[[ TASK INPUTS open ]]
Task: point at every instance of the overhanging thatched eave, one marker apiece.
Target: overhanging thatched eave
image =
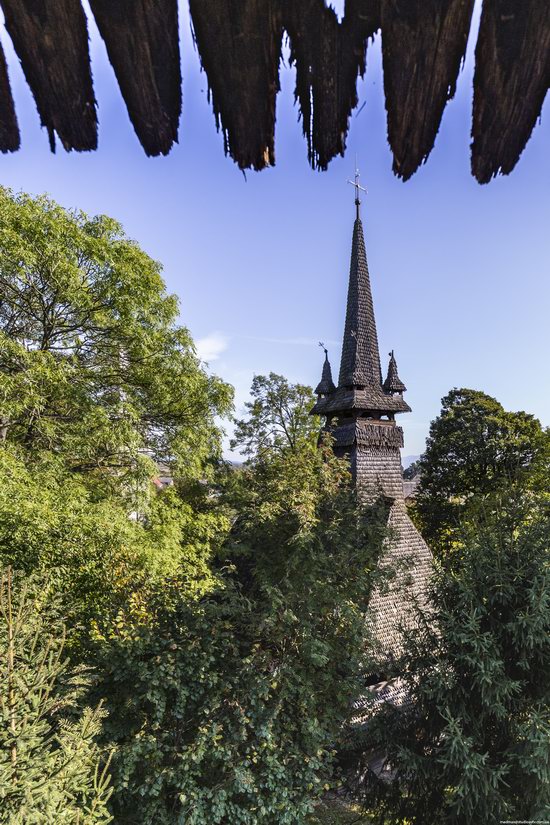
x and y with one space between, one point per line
240 46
[[ TASK INPUTS closed ]]
WORK ORDER: Give every record again word for word, pictures excluded.

EXPECTED ANSWER:
Task: point at every instance of the overhanging thatched eave, one marker apiece.
Target: overhanging thatched eave
image =
x and y with one space between, one point per line
240 46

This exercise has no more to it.